Description of the task —
Retype each entry below exactly as it stands.

Location identification entries
* start *

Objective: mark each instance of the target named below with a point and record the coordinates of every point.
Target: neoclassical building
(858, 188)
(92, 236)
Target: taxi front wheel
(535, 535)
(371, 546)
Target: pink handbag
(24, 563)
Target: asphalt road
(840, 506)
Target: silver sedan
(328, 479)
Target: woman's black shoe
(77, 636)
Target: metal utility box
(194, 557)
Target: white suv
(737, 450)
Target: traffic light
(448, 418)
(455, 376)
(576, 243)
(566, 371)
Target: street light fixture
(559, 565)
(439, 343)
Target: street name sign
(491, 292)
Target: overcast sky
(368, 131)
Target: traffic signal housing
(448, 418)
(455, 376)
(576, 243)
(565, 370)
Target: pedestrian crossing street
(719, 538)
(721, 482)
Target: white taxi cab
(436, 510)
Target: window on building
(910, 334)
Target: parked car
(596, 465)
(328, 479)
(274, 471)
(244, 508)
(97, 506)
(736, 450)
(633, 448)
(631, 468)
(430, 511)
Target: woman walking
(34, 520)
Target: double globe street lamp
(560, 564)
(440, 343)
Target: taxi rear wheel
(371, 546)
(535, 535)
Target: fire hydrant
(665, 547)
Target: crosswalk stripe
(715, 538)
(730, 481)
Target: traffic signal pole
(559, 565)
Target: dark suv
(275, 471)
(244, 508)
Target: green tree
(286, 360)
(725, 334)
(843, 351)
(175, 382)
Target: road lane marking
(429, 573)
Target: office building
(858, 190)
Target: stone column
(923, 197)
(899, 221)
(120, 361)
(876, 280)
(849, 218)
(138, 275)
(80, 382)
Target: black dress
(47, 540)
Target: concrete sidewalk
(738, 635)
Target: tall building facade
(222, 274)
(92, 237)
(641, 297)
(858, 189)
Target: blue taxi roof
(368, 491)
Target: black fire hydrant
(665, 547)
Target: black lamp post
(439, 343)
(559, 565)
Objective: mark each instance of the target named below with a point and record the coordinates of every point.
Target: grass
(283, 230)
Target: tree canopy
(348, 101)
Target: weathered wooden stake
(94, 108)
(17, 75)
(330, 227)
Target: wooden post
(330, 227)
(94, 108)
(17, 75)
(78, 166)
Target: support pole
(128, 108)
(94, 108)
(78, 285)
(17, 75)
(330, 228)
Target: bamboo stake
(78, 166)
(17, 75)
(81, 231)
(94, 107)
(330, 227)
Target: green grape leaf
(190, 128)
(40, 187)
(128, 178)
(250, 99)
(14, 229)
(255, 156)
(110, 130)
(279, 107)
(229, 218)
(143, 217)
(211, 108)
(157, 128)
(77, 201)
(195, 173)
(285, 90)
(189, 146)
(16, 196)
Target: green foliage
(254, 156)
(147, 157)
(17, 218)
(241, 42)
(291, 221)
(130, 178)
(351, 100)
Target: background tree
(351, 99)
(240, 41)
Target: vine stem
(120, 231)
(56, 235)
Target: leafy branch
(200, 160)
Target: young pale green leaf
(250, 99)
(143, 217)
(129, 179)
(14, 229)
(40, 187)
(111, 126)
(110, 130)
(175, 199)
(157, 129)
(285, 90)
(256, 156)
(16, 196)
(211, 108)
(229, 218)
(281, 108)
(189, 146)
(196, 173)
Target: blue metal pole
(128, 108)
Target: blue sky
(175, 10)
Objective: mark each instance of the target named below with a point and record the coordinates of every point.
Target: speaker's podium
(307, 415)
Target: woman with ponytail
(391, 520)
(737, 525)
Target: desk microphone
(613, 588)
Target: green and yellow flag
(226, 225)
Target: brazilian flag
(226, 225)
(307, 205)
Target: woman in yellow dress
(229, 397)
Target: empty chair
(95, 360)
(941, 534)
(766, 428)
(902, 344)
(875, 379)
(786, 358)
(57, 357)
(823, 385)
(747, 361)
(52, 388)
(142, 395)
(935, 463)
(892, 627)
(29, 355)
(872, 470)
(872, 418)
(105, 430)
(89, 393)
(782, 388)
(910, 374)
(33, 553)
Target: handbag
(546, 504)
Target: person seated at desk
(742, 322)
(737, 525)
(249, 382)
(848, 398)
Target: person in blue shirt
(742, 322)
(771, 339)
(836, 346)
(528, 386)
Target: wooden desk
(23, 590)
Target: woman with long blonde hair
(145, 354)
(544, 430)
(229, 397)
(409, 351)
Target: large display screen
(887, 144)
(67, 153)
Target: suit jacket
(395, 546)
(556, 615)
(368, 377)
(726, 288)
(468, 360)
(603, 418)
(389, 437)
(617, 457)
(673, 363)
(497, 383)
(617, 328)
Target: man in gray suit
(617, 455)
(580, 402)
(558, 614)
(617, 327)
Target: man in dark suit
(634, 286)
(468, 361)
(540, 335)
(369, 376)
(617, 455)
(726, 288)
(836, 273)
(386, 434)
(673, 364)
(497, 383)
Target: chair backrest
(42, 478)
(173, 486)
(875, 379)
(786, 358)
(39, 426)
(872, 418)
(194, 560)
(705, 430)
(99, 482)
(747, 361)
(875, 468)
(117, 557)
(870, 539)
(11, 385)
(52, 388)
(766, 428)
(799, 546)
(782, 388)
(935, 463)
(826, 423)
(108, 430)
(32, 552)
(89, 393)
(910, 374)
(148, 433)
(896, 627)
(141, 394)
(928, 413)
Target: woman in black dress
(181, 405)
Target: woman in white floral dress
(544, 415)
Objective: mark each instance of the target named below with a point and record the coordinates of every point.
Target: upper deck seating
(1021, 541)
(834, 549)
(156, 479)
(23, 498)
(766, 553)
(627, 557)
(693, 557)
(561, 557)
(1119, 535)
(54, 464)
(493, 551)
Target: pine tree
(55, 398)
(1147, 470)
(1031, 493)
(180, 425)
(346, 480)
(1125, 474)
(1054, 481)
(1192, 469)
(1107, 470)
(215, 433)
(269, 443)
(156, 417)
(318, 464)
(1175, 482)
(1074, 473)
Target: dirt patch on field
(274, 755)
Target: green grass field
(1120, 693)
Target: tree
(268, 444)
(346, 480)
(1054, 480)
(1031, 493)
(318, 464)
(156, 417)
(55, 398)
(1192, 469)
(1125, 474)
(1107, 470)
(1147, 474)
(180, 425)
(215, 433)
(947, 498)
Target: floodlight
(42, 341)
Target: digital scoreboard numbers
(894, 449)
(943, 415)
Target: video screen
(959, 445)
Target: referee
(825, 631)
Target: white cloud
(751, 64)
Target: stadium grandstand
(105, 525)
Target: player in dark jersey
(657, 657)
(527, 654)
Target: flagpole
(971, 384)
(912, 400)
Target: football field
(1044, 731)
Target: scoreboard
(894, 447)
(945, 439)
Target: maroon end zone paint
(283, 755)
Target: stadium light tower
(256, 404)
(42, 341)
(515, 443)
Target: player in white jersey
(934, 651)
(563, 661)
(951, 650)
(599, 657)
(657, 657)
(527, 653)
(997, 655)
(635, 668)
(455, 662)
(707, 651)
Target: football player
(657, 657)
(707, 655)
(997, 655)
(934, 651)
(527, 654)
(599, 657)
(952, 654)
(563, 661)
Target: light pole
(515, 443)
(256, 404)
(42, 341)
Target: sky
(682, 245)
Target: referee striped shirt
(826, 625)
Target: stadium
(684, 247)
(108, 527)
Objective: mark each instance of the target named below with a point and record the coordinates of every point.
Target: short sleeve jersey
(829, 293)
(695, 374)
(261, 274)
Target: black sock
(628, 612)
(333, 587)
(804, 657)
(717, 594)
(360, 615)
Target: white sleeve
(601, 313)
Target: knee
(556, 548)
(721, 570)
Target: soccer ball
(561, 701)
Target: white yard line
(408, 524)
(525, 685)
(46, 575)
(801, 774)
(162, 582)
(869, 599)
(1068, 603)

* end *

Exercise solution —
Objective: mark each instance of the target named below with a point and record the coordinates of every point.
Target: neoclassical building
(858, 188)
(92, 236)
Target: taxi front wheel
(535, 535)
(371, 546)
Target: pink handbag
(24, 563)
Target: asphalt road
(840, 506)
Target: silver sedan
(328, 479)
Target: woman's black shoe
(77, 636)
Target: metal utility box
(194, 557)
Target: white suv
(737, 450)
Target: traffic light
(448, 418)
(455, 376)
(576, 243)
(566, 371)
Target: street light fixture
(559, 565)
(439, 343)
Target: street name sign
(491, 292)
Target: overcast sky
(368, 131)
Target: traffic signal housing
(448, 418)
(455, 376)
(576, 243)
(565, 370)
Target: pedestrian crossing street
(719, 538)
(721, 482)
Target: white taxi cab
(436, 510)
Target: window on building
(910, 334)
Target: parked car
(596, 465)
(328, 479)
(274, 471)
(244, 508)
(97, 506)
(736, 450)
(633, 448)
(631, 468)
(430, 511)
Target: woman walking
(34, 520)
Target: double globe street lamp
(560, 564)
(440, 343)
Target: taxi rear wheel
(371, 546)
(535, 535)
Target: fire hydrant
(665, 547)
Target: crosswalk stripe
(715, 538)
(730, 481)
Target: traffic signal pole
(559, 565)
Target: dark suv
(275, 471)
(244, 508)
Target: green tree
(286, 360)
(725, 334)
(843, 351)
(175, 382)
Target: road lane marking
(429, 573)
Target: office building
(858, 190)
Target: stone column
(923, 197)
(899, 221)
(120, 361)
(876, 280)
(849, 218)
(138, 275)
(80, 382)
Target: black dress
(47, 540)
Target: concrete sidewalk
(738, 635)
Target: tall building facade
(222, 274)
(92, 237)
(641, 297)
(858, 189)
Target: blue taxi roof
(368, 491)
Target: black fire hydrant
(665, 547)
Target: black lamp post
(439, 343)
(559, 565)
Objective: mark each instance of the target named below with a point and record the coordinates of every point.
Target: grass
(283, 230)
Target: tree canopy
(348, 101)
Target: weathered wooden stake
(94, 108)
(17, 75)
(330, 227)
Target: wooden post
(330, 227)
(94, 108)
(17, 75)
(78, 166)
Target: support pole
(128, 108)
(94, 108)
(78, 285)
(17, 75)
(330, 228)
Target: bamboo stake
(78, 166)
(17, 75)
(81, 231)
(94, 107)
(330, 227)
Target: green grape leaf
(190, 128)
(40, 187)
(128, 178)
(250, 99)
(14, 229)
(255, 156)
(110, 130)
(279, 107)
(229, 218)
(143, 217)
(211, 108)
(157, 128)
(77, 201)
(195, 173)
(285, 90)
(189, 146)
(16, 196)
Target: green foliage
(254, 156)
(147, 157)
(17, 218)
(241, 42)
(291, 221)
(130, 178)
(351, 100)
Target: background tree
(351, 99)
(240, 41)
Target: vine stem
(120, 231)
(56, 235)
Target: leafy branch
(200, 160)
Target: young pale green leaf
(250, 99)
(143, 217)
(129, 179)
(14, 229)
(40, 187)
(111, 126)
(110, 130)
(175, 199)
(157, 129)
(285, 90)
(256, 156)
(16, 196)
(211, 108)
(229, 218)
(281, 108)
(189, 146)
(196, 173)
Target: blue metal pole
(128, 108)
Target: blue sky
(175, 10)
Objective: mark each instance of the target named below with a point and record the coordinates of every point.
Target: speaker's podium
(307, 415)
Target: woman with ponytail
(391, 520)
(737, 525)
Target: desk microphone
(613, 588)
Target: green and yellow flag
(226, 225)
Target: brazilian flag
(226, 225)
(307, 205)
Target: woman in yellow dress
(229, 397)
Target: empty chair
(95, 360)
(941, 534)
(766, 428)
(902, 344)
(875, 379)
(786, 358)
(57, 357)
(823, 385)
(747, 361)
(52, 388)
(142, 395)
(935, 463)
(892, 627)
(29, 355)
(872, 470)
(872, 418)
(105, 430)
(89, 393)
(782, 388)
(910, 374)
(33, 553)
Target: handbag
(546, 504)
Target: person seated at desk
(742, 322)
(737, 525)
(249, 382)
(848, 398)
Target: person in blue shirt
(742, 322)
(771, 339)
(836, 346)
(528, 386)
Target: wooden desk
(23, 590)
Target: woman with long blonde hair
(145, 354)
(544, 430)
(229, 397)
(409, 351)
Target: large display screen
(887, 144)
(67, 153)
Target: suit jacket
(395, 546)
(556, 615)
(368, 377)
(726, 288)
(468, 360)
(603, 418)
(389, 437)
(617, 457)
(673, 363)
(497, 383)
(617, 328)
Target: man in gray suit
(617, 455)
(580, 402)
(558, 614)
(617, 327)
Target: man in dark suit
(634, 286)
(468, 361)
(540, 335)
(369, 376)
(617, 455)
(726, 288)
(836, 273)
(386, 434)
(673, 364)
(497, 383)
Target: chair backrest
(42, 478)
(173, 486)
(875, 379)
(786, 358)
(39, 426)
(872, 418)
(194, 560)
(705, 430)
(99, 482)
(747, 361)
(875, 468)
(117, 557)
(870, 539)
(11, 385)
(52, 388)
(766, 428)
(799, 546)
(782, 388)
(935, 463)
(826, 423)
(108, 430)
(32, 552)
(89, 393)
(910, 374)
(148, 433)
(896, 627)
(141, 394)
(928, 413)
Target: woman in black dress
(181, 405)
Target: woman in white floral dress
(544, 415)
Objective: mark each instance of the target named below with a point and record the coordinates of every point.
Target: upper deck seating
(1021, 541)
(834, 549)
(156, 479)
(23, 498)
(766, 553)
(627, 557)
(693, 557)
(561, 557)
(1119, 535)
(54, 464)
(493, 551)
Target: pine tree
(55, 398)
(1147, 470)
(1031, 493)
(180, 425)
(346, 480)
(1125, 474)
(1054, 481)
(1192, 469)
(1107, 470)
(215, 433)
(269, 443)
(156, 417)
(318, 464)
(1175, 482)
(1074, 473)
Target: dirt patch on field
(274, 755)
Target: green grass field
(1120, 693)
Target: tree
(268, 444)
(346, 480)
(1054, 480)
(1031, 493)
(318, 464)
(156, 417)
(55, 398)
(1192, 469)
(1125, 474)
(1107, 470)
(1147, 474)
(180, 425)
(215, 433)
(947, 498)
Target: floodlight
(42, 341)
Target: digital scoreboard numbers
(894, 449)
(943, 415)
Target: video screen
(959, 445)
Target: referee
(825, 631)
Target: white cloud
(751, 64)
Target: stadium grandstand
(105, 525)
Target: player in dark jersey
(657, 657)
(527, 654)
Target: flagpole
(971, 384)
(912, 400)
Target: football field
(1044, 731)
Target: scoreboard
(894, 447)
(945, 439)
Target: maroon end zone paint
(283, 755)
Target: stadium light tower
(256, 404)
(42, 341)
(515, 443)
Target: player in white jersey
(934, 651)
(563, 661)
(951, 650)
(599, 657)
(657, 657)
(527, 653)
(997, 655)
(635, 668)
(455, 662)
(707, 651)
Target: football player
(657, 657)
(707, 655)
(997, 655)
(934, 651)
(527, 654)
(599, 657)
(952, 654)
(563, 661)
Target: light pole
(515, 443)
(256, 404)
(42, 341)
Target: sky
(682, 245)
Target: referee striped shirt
(826, 625)
Target: stadium
(684, 247)
(108, 527)
Objective: mark each instance of the target named below with a point and record the coordinates of every point.
Target: short sleeve jersey
(829, 293)
(695, 374)
(261, 274)
Target: black sock
(628, 612)
(333, 587)
(804, 657)
(717, 594)
(360, 615)
Target: white sleeve
(601, 313)
Target: knee
(556, 548)
(721, 570)
Target: soccer ball
(561, 701)
Target: white yard line
(408, 524)
(525, 685)
(46, 575)
(801, 774)
(162, 582)
(869, 599)
(1068, 603)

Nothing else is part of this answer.